→ **Exercise tasks**
**a)** Please rewrite the committee note on Rule 809.62(3) from "The amendments to" up to and including "the lower courts.", substituting "responding party" for "respondent".
**b)** Continue the committee note on Rule 809.62(3) from the point at which it stops.

→ **Source extract**
========================================================================

Judicial Council Committee Note to Rule 809.62(3): Rule
809.62(3) is amended to require the respondent to apprise the supreme
court, in the response to the petition, of any issues the court may need
to decide if it grants review of the issue(s) identified in the
petition. This new requirement applies whether or not the court of
appeals actually decided the issues to be raised.
The amendments to Rule 809.62(3), consistent with United States
Supreme Court rules, require the respondent to identify in its response
any perceived misstatements of law or fact, or any defects (such as
waiver, mootness, or estoppel) that could prevent the supreme court from
reaching the merits of the issue presented in the petition. See
U.S. Sup. Ct. Rule 15.2. To ensure that the respondent has sufficient
time to comply with these new content requirements, the time for
response is expanded from 14 to 30 days.
Rule 809.62(3)(d) addresses the circumstance in which the respondent
asserts an alternative ground to defend the court of appeals' ultimate
result or outcome, whether or not that ground was raised or ruled upon
by the lower courts.
Rule 809.62(3)(d) also addresses the circumstances in which the
respondent asserts an alternative ground that would result in a judgment
less favorable than that granted by the court of appeals but more
favorable to the respondent than might be granted for the petitioner
(e.g., remand for a new trial rather than a rendition of judgment for
the petitioner). The language is modified from Tex. R. App. P.

========================================================================

→ **Excerpted data**
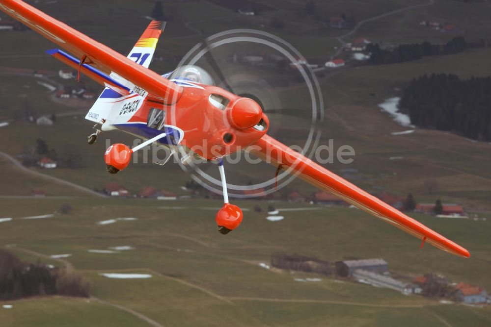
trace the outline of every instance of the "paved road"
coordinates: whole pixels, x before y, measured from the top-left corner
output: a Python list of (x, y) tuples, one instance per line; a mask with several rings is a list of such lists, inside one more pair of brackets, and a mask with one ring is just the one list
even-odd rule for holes
[(22, 164), (21, 163), (20, 161), (19, 161), (16, 158), (14, 158), (10, 154), (6, 153), (4, 152), (2, 152), (0, 151), (0, 156), (3, 157), (7, 160), (8, 160), (11, 163), (12, 163), (12, 164), (14, 165), (14, 166), (15, 166), (16, 168), (25, 173), (30, 174), (32, 175), (34, 175), (37, 177), (40, 177), (42, 178), (44, 178), (45, 179), (48, 179), (51, 180), (51, 181), (55, 182), (55, 183), (56, 183), (60, 185), (68, 186), (69, 187), (71, 187), (72, 188), (75, 189), (77, 191), (80, 191), (81, 192), (82, 192), (83, 193), (86, 193), (90, 195), (99, 197), (101, 198), (105, 198), (107, 196), (104, 194), (99, 193), (98, 192), (95, 192), (95, 191), (91, 190), (89, 188), (87, 188), (86, 187), (84, 187), (84, 186), (82, 186), (81, 185), (75, 184), (74, 183), (72, 183), (71, 182), (69, 182), (67, 180), (65, 180), (64, 179), (58, 178), (56, 177), (50, 176), (49, 175), (46, 175), (44, 174), (39, 173), (39, 172), (36, 172), (31, 169), (29, 169), (29, 168), (27, 168), (27, 167), (23, 166)]
[(376, 16), (374, 17), (371, 17), (370, 18), (368, 18), (367, 19), (365, 19), (363, 21), (361, 21), (357, 24), (356, 24), (356, 26), (355, 26), (355, 27), (351, 31), (350, 31), (349, 32), (348, 32), (348, 33), (343, 35), (341, 35), (341, 36), (338, 36), (336, 38), (336, 39), (340, 43), (341, 43), (341, 46), (339, 47), (339, 49), (338, 49), (337, 51), (336, 51), (336, 53), (333, 54), (331, 56), (331, 60), (332, 60), (333, 59), (338, 56), (339, 54), (341, 53), (341, 52), (342, 52), (344, 48), (344, 46), (346, 45), (346, 42), (344, 42), (344, 41), (343, 39), (356, 33), (356, 31), (358, 31), (358, 29), (362, 26), (363, 26), (364, 24), (369, 23), (370, 22), (376, 21), (377, 20), (380, 19), (381, 18), (384, 18), (385, 17), (387, 17), (388, 16), (392, 15), (395, 15), (395, 14), (398, 14), (399, 13), (404, 12), (404, 11), (406, 11), (407, 10), (410, 10), (411, 9), (416, 9), (416, 8), (420, 8), (421, 7), (427, 7), (428, 6), (431, 6), (434, 3), (435, 3), (435, 0), (430, 0), (426, 3), (415, 4), (412, 6), (409, 6), (409, 7), (405, 7), (404, 8), (401, 8), (400, 9), (396, 9), (395, 10), (392, 10), (392, 11), (389, 11), (384, 14), (382, 14), (378, 16)]

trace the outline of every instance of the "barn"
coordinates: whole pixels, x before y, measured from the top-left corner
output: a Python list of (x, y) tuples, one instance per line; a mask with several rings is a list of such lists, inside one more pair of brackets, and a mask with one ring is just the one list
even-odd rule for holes
[(341, 277), (351, 277), (357, 269), (377, 274), (383, 274), (389, 270), (387, 262), (380, 258), (336, 261), (334, 266), (336, 274)]

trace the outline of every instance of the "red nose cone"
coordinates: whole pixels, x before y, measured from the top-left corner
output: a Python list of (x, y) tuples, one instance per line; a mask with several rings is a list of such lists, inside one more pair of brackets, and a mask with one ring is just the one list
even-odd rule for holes
[(232, 124), (241, 129), (246, 129), (259, 122), (263, 116), (261, 106), (254, 100), (247, 98), (240, 99), (232, 108)]
[(108, 148), (104, 154), (104, 161), (119, 170), (123, 170), (131, 160), (131, 150), (124, 144), (116, 143)]
[(242, 221), (242, 210), (237, 205), (225, 203), (217, 213), (217, 225), (235, 229)]

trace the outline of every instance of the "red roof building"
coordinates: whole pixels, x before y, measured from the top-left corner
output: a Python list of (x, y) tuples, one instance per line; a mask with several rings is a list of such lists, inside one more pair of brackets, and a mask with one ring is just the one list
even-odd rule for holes
[(105, 190), (108, 195), (111, 197), (129, 197), (130, 195), (128, 189), (117, 183), (109, 183), (106, 186)]
[(485, 303), (488, 300), (488, 292), (482, 287), (466, 283), (459, 283), (455, 290), (456, 299), (464, 303)]
[[(433, 213), (435, 206), (434, 203), (418, 203), (416, 205), (416, 210), (425, 213)], [(464, 214), (464, 208), (462, 205), (444, 203), (442, 206), (443, 211), (441, 213), (443, 215), (463, 216)]]
[(382, 192), (377, 197), (396, 209), (403, 209), (406, 202), (406, 198), (404, 197), (400, 197), (388, 192)]

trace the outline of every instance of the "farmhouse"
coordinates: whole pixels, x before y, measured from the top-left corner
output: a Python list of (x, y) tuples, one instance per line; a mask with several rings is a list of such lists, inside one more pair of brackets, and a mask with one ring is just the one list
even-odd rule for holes
[(390, 288), (407, 294), (412, 293), (419, 294), (422, 292), (420, 287), (364, 269), (355, 270), (353, 273), (353, 277), (362, 282), (368, 283), (374, 286)]
[(388, 265), (383, 259), (364, 259), (337, 261), (335, 264), (336, 274), (341, 277), (351, 277), (357, 269), (383, 274), (388, 272)]
[(454, 297), (456, 300), (467, 304), (486, 303), (488, 300), (488, 292), (479, 286), (459, 283), (455, 287)]
[(71, 79), (75, 78), (71, 71), (60, 70), (58, 72), (58, 75), (60, 76), (60, 78), (63, 79)]
[(46, 116), (43, 116), (36, 120), (36, 125), (40, 126), (51, 126), (53, 125), (53, 121)]
[(130, 195), (128, 189), (114, 182), (107, 185), (104, 191), (108, 195), (111, 197), (129, 197)]
[[(442, 214), (453, 216), (464, 216), (464, 208), (462, 205), (455, 203), (444, 203), (442, 204), (443, 210)], [(416, 206), (416, 211), (427, 214), (432, 214), (435, 211), (435, 203), (419, 203)]]
[(330, 68), (336, 68), (337, 67), (342, 67), (345, 64), (344, 60), (342, 59), (335, 59), (326, 62), (326, 67)]
[(50, 158), (48, 157), (45, 157), (39, 160), (38, 163), (41, 167), (46, 169), (53, 169), (54, 168), (56, 168), (56, 162), (53, 161)]

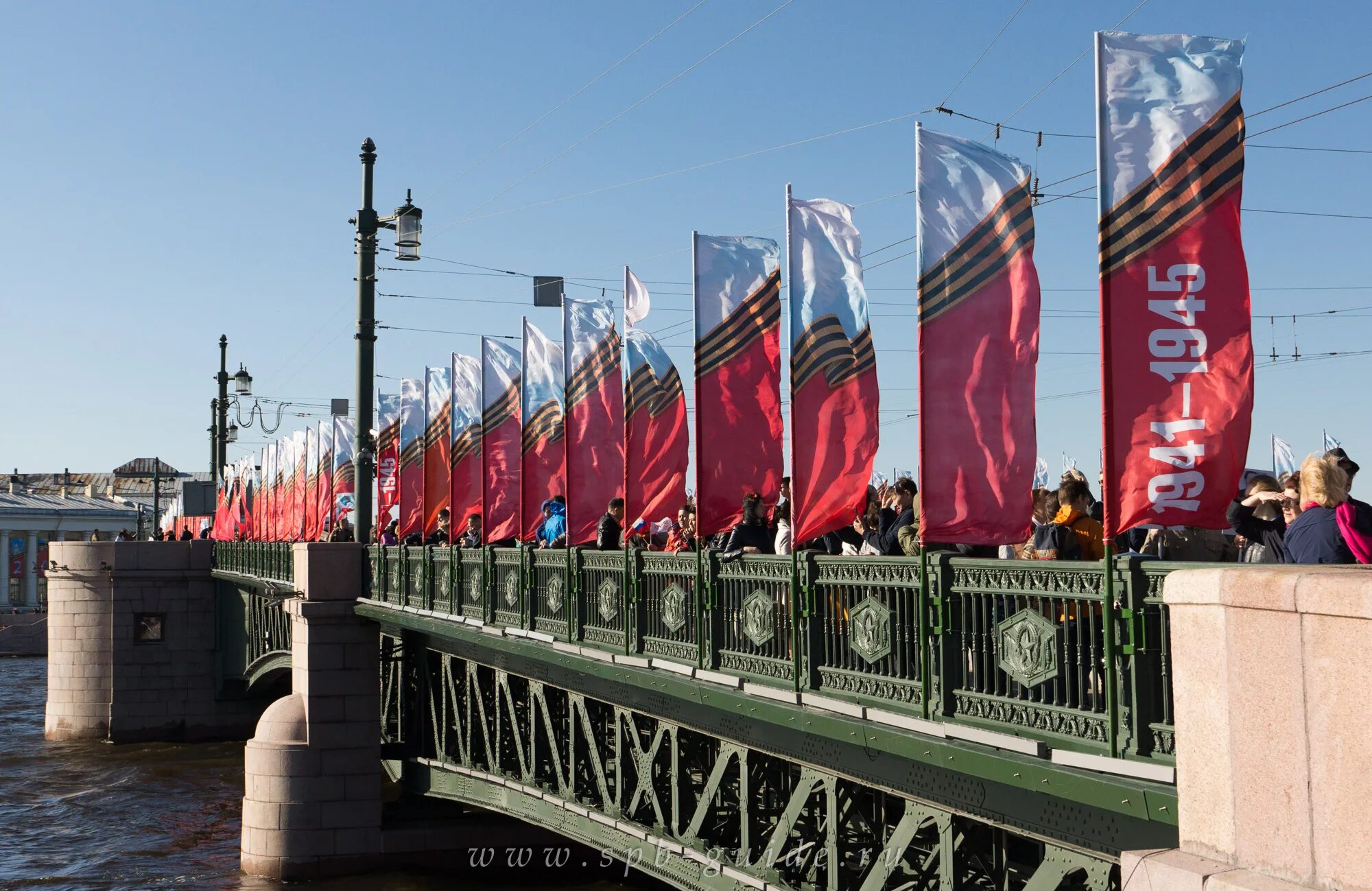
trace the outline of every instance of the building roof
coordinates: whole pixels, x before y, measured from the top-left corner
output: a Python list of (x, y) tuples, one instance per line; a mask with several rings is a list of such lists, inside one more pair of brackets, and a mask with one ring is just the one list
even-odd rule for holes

========================================================================

→ **Results in order**
**a)**
The amendments to Rule 809.62(3), consistent with United States
Supreme Court rules, require the responding party to identify in its response
any perceived misstatements of law or fact, or any defects (such as
waiver, mootness, or estoppel) that could prevent the supreme court from
reaching the merits of the issue presented in the petition. See
U.S. Sup. Ct. Rule 15.2. To ensure that the responding party has sufficient
time to comply with these new content requirements, the time for
response is expanded from 14 to 30 days.
Rule 809.62(3)(d) addresses the circumstance in which the responding party
asserts an alternative ground to defend the court of appeals' ultimate
result or outcome, whether or not that ground was raised or ruled upon
by the lower courts.

**b)**
53.3(c)(3).
Rule 809.62(3)(d) and (e) are intended to facilitate the supreme
court's assessment of the issues presented for review, not to change
current law regarding the application of waiver principles to a
respondent. See State v. Holt, 128 Wis. 2d 110, 125, 382 N.W.2d
679 (Ct. App. 1985) (An appellate court may sustain a lower
court's holding on a theory or on reasoning not presented to the lower
court.)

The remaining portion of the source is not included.